### Brief
The data below must be copied in full and without any change.

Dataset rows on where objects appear
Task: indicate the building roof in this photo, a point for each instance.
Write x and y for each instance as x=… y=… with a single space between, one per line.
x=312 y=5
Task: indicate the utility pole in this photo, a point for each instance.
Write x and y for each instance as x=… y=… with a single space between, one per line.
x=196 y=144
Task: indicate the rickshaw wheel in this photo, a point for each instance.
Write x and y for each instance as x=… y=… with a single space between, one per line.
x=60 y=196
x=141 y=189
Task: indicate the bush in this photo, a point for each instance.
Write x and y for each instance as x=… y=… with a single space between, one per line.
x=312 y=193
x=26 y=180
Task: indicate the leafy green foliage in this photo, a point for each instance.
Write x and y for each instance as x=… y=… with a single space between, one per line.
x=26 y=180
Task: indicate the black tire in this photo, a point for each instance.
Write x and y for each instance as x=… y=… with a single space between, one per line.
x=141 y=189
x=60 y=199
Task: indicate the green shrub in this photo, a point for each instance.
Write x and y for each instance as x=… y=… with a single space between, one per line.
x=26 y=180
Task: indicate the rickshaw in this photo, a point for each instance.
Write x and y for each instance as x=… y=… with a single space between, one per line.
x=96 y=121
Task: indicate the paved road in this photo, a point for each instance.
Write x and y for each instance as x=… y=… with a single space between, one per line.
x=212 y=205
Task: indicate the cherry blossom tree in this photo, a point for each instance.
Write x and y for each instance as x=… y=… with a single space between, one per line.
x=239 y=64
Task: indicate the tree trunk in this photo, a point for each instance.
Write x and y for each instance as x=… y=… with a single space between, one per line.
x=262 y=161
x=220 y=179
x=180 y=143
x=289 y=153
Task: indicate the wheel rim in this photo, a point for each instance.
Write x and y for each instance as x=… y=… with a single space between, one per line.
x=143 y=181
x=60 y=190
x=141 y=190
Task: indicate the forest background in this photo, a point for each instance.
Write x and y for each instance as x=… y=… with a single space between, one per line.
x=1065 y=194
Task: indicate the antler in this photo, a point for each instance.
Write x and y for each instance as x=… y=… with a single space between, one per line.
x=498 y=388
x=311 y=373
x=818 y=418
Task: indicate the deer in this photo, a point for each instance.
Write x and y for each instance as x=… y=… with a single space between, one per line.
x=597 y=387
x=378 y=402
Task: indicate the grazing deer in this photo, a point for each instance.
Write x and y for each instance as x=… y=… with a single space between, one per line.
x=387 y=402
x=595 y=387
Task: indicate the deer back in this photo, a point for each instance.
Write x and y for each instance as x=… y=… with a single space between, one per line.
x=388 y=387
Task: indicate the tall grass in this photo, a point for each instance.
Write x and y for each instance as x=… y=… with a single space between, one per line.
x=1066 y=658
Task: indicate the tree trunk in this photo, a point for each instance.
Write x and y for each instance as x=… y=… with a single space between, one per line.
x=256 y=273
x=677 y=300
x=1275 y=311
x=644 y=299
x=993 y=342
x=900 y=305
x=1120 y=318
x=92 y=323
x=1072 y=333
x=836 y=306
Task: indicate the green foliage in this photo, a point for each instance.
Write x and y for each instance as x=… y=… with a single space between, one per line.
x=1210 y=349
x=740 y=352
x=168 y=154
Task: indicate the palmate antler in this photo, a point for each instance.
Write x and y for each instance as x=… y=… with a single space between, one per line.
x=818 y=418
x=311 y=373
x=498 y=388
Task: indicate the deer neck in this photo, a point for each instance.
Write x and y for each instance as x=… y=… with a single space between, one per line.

### Solution for this exercise
Task: indicate the building roof in this photo, a point for each instance.
Write x and y for each instance as x=… y=… with a single space between, one per line.
x=312 y=5
Task: indicate the utility pole in this photo, a point for each instance.
Write x and y for each instance as x=… y=… with a single space between, one per line.
x=196 y=144
Task: indicate the rickshaw wheel in this photo, a point for each instance.
Write x and y for each instance as x=… y=… with a single space between, one per line.
x=60 y=196
x=141 y=189
Task: indicate the bush in this photo, a point for each instance.
Write x and y for each instance as x=… y=… with a single space between, one per line.
x=312 y=193
x=26 y=180
Task: indicate the leafy green foliage in this photo, a point for each instance.
Write x and y for each instance as x=… y=… with a single space between, one per line.
x=26 y=180
Task: indicate the black tire in this photo, a point for each instance.
Write x and y for each instance as x=… y=… with a single space between, one per line.
x=141 y=189
x=60 y=199
Task: indicate the green shrub in this photo, a point for each instance.
Write x and y for each instance as x=… y=… with a single space between, one per line.
x=26 y=180
Task: indicate the rickshaw in this photo, a point for each instance.
Write x and y for each instance as x=… y=… with a single space between, one per line.
x=96 y=121
Task: indicate the paved road in this photo, a point for each instance.
Write x and y for each instance as x=… y=… with a single space between, one per line.
x=212 y=205
Task: indicate the cherry blossom tree in this photo, a point for each instance.
Write x and y for each instance as x=… y=… with a single space between, one per line.
x=239 y=64
Task: indicate the tree trunk in this photo, a point for each instance.
Write x and y for each instance as x=… y=… with a single space between, one per line.
x=262 y=161
x=220 y=179
x=180 y=143
x=289 y=153
Task: indicate the wheel rim in this photo, a point for each instance.
Write x and y for each instance as x=… y=… with a single space between, one per line.
x=143 y=181
x=60 y=190
x=141 y=190
Task: indicate the forest background in this photo, a point for each instance.
Write x and y for each instance as x=… y=… with a single space between, one per line.
x=1065 y=194
Task: indicate the antler in this photo, a point for each instance.
Write x and y for each instance as x=… y=… with a single space between, one per line.
x=498 y=388
x=311 y=373
x=818 y=418
Task: indicate the deer in this photo, a point for each instance.
Write x and y for each instance as x=… y=… with a single space between, one per line.
x=597 y=387
x=378 y=402
Task: indicate the grazing deer in this photo, a point for each instance.
Write x and y for each instance as x=… y=… with a single space between, one per line.
x=387 y=402
x=595 y=387
Task: indicate the deer back in this photo, a point for each instance.
Write x and y for each instance as x=… y=… with a single space between, one per line.
x=388 y=387
Task: indicate the tall grass in this photo, a point for each instance.
Write x and y for each instance as x=… y=… with a single space between, one per line.
x=1066 y=658
Task: indicate the tree trunk in this photo, a point for each instance.
Write x and y for each instance as x=… y=… with a single space between, one per line.
x=256 y=273
x=677 y=300
x=1275 y=311
x=644 y=299
x=993 y=342
x=900 y=305
x=1120 y=318
x=92 y=323
x=1072 y=333
x=836 y=306
Task: indicate the green foliage in this photo, a point for each instance.
Write x and y for each instance as x=… y=… with a single space between, one per line.
x=1210 y=349
x=740 y=352
x=168 y=154
Task: indicate the palmate antler in this photo, a point for each instance.
Write x and y for each instance as x=… y=… with a single space between, one per line.
x=818 y=418
x=311 y=373
x=498 y=388
Task: indicate the deer neck in this photo, a point for each instance.
Write x and y for each instance as x=… y=… with a single space between, one per line.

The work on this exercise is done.